__Required task__.
Answer these questions from the comment thread:
1. How many responses does the heading of the comment thread give?
2. Which university is Dr. Winter from, according to Mr. Redbird?
3. Which magazine does Mr. Redbird name as an example?

Filed under science, technical

9 responses to “Entropic Uncertainty Principle

  1. Pingback: Deleted Scenes: Blog: Heisenberg’s uncertainty principle still certain | Portale delle scienze

  2. Dan

    I’ve suspected I know less than nothing for a long time (>1/2 the things I’m sure I know are wrong).

    Nice work!

  3. Looks like you’re missing a “latex ” just before your last \psi^{AQ}; the expression didn’t render.

  4. Mr. Redbird

    I see that Dr. Winter of Bristol University describes “knowing less than nothing” along the lines of, “If I tell you something, you then know less than before I told you…” I’ve noticed a similar phenomenon in the classical realm during the perusal of some popular media. For example, in the course of five minutes reading “TV Guide” magazine, you can literally feel the brains being sucked out of your head. I am uncertain about the net effect of this in the universe as a whole, but recent election results suggest that information can indeed be lost forever.

Excerpts of location labeling data:
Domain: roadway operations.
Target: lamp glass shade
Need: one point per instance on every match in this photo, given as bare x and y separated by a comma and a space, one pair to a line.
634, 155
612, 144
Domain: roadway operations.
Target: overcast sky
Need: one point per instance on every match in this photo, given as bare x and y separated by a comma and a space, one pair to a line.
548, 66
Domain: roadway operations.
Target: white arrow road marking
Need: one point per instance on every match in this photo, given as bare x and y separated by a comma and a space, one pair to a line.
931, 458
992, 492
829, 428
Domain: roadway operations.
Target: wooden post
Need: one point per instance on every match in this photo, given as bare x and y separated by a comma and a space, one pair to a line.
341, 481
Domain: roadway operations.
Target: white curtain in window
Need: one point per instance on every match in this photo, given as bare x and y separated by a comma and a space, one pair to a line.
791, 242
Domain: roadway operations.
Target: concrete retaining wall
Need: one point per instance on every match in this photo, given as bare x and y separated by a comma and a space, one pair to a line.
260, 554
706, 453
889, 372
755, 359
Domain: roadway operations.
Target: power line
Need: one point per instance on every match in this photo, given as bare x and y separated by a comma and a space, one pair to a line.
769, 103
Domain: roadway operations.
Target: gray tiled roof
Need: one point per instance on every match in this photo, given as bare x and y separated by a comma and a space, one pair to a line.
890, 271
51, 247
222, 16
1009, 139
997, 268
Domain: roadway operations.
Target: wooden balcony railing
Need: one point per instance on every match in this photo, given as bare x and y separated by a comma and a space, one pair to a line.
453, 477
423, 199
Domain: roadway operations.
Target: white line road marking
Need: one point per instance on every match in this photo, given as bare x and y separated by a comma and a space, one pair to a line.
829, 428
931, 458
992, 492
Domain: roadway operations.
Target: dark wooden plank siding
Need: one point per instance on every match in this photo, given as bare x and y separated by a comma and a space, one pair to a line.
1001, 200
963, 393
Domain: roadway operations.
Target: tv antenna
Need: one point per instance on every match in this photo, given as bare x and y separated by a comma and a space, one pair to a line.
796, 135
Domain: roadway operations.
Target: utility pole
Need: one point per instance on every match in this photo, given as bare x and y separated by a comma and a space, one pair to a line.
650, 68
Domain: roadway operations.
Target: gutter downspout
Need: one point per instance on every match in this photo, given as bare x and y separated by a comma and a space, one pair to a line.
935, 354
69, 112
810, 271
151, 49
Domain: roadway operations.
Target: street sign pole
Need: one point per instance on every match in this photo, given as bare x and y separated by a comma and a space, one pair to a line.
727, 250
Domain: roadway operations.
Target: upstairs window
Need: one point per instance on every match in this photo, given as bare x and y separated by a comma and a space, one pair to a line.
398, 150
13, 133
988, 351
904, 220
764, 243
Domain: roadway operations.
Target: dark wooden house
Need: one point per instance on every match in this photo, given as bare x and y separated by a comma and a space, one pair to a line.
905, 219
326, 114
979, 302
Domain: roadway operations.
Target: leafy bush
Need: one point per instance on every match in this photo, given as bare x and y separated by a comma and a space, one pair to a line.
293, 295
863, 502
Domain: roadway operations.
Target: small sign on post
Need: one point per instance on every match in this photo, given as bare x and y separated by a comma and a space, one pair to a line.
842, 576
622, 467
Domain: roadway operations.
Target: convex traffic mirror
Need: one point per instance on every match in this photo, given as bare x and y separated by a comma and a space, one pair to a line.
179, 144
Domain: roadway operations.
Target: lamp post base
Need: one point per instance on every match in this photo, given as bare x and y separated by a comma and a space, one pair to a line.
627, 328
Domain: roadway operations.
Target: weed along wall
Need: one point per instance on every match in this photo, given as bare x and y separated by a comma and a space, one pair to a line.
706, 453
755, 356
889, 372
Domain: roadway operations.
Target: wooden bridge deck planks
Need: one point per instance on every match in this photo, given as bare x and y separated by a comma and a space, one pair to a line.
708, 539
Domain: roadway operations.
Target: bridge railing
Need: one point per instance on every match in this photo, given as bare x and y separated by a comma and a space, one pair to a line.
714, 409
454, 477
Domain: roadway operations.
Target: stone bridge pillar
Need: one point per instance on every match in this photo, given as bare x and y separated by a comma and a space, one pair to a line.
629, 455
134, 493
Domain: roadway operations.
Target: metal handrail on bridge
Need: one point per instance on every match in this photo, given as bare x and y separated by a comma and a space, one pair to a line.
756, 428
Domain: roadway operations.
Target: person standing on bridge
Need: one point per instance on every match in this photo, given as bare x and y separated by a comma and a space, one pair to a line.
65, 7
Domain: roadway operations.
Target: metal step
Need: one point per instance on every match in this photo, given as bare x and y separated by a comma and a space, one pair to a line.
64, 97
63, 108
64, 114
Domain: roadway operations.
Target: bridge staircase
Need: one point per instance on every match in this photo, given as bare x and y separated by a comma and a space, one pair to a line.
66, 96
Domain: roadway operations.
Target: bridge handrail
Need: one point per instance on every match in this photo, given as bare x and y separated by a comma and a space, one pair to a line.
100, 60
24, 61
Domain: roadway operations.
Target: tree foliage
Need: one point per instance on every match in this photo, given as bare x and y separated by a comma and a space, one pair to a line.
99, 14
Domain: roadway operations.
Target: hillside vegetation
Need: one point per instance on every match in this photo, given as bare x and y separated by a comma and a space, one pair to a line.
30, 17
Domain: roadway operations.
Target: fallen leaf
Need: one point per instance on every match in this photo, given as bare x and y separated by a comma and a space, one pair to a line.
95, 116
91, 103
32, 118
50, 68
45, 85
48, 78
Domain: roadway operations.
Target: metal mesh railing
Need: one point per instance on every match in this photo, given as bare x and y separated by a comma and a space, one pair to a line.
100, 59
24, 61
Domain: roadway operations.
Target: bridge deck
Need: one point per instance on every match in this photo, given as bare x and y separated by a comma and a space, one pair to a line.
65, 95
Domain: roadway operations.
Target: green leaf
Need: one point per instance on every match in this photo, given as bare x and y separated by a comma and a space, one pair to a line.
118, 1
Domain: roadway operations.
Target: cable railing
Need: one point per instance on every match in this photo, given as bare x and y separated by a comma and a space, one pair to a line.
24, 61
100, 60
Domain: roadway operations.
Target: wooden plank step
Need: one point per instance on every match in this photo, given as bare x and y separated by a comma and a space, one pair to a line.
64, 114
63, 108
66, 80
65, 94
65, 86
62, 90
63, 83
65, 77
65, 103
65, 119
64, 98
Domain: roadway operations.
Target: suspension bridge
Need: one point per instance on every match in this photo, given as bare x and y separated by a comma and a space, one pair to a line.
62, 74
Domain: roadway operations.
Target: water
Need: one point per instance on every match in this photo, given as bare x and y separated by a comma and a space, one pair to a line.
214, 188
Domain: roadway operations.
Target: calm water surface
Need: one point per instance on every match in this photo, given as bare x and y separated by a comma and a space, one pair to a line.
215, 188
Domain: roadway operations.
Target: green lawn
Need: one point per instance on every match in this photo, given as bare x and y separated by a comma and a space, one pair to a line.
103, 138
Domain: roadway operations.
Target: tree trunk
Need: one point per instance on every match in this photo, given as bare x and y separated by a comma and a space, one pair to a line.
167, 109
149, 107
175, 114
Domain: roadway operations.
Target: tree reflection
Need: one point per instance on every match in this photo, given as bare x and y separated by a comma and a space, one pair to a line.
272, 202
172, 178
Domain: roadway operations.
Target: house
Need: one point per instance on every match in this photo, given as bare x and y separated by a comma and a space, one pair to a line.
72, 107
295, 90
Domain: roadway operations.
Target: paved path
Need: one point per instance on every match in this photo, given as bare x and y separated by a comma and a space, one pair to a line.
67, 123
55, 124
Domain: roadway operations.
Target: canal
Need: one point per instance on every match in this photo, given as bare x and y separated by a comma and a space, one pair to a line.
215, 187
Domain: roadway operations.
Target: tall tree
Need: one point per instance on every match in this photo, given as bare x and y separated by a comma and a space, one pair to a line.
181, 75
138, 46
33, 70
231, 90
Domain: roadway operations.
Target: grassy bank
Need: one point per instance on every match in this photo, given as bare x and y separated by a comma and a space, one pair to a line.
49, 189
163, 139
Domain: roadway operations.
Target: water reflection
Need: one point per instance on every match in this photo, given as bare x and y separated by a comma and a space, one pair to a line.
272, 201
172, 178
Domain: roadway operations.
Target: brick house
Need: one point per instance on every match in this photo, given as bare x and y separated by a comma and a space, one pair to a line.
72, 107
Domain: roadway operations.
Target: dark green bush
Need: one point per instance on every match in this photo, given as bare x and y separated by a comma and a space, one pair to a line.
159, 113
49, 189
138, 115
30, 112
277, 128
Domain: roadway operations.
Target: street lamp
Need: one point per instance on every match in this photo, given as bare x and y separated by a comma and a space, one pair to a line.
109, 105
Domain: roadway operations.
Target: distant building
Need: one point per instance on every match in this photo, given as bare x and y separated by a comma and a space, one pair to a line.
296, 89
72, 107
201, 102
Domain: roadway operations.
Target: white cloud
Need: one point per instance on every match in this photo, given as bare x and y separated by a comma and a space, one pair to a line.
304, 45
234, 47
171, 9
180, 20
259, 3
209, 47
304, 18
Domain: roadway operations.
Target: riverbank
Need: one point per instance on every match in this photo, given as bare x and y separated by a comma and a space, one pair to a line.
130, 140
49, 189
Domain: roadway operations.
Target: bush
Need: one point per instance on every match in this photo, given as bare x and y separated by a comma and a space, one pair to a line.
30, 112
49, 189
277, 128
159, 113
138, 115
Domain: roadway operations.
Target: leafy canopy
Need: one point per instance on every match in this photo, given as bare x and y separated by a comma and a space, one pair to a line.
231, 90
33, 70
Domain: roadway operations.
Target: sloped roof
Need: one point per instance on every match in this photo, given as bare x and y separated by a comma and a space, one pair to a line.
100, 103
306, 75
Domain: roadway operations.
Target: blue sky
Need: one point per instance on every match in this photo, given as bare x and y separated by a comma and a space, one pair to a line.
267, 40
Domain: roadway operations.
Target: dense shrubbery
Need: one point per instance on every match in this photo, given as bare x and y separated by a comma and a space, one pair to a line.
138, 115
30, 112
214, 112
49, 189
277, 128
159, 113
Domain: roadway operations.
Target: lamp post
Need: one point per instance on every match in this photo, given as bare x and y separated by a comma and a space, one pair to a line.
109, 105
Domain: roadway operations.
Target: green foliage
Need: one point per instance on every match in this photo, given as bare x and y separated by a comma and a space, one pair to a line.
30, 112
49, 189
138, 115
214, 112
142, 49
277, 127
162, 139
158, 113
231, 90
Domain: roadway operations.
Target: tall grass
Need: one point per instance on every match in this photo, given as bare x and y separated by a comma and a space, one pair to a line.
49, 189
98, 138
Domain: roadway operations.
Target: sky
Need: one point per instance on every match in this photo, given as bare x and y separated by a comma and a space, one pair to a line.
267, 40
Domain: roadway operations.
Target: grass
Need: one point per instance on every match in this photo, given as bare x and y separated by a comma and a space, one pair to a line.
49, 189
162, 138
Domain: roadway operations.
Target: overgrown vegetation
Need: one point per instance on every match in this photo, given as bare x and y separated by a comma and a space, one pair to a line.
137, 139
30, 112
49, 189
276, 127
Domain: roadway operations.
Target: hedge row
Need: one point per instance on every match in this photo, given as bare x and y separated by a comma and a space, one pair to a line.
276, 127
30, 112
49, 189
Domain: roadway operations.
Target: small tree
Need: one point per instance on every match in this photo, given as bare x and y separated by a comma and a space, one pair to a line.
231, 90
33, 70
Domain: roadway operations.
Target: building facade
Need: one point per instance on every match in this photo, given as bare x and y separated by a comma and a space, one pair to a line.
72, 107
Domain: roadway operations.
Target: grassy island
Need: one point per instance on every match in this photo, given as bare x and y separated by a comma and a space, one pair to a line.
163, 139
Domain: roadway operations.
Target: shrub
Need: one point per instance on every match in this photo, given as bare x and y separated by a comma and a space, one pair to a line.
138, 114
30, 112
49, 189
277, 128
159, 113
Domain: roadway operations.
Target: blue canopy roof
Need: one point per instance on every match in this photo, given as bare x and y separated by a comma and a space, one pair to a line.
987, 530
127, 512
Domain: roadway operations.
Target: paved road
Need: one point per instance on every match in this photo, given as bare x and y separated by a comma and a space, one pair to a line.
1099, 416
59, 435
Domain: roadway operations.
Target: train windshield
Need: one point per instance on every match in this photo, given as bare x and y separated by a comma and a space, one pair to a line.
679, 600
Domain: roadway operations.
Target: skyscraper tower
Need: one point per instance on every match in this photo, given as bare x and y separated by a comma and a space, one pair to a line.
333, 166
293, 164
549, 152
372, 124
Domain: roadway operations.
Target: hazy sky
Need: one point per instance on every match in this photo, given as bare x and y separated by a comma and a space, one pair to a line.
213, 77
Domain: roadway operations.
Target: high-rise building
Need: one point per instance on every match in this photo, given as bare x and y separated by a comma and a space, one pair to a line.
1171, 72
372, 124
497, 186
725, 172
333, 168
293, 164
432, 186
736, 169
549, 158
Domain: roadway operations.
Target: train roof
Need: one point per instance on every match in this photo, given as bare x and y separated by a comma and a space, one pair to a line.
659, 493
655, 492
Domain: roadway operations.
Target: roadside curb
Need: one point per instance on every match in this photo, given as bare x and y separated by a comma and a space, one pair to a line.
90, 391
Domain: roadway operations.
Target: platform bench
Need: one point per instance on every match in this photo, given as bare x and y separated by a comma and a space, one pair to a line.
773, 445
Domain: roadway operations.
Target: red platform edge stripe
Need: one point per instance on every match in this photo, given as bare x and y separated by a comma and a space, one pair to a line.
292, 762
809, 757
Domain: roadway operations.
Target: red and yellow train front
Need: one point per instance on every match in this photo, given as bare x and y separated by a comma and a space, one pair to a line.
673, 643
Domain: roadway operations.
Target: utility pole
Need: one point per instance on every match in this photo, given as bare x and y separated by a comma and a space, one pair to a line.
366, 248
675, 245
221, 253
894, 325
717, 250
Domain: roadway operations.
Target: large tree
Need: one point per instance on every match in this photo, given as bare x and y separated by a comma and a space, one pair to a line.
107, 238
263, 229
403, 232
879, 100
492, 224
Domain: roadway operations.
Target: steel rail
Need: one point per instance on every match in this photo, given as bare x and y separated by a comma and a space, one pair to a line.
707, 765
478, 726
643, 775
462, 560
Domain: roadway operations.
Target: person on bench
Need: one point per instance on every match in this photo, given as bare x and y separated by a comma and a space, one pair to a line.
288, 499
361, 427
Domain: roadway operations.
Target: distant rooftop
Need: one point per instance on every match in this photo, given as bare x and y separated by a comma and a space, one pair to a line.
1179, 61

__Response for this exercise__.
1. 9
2. Bristol University
3. TV Guide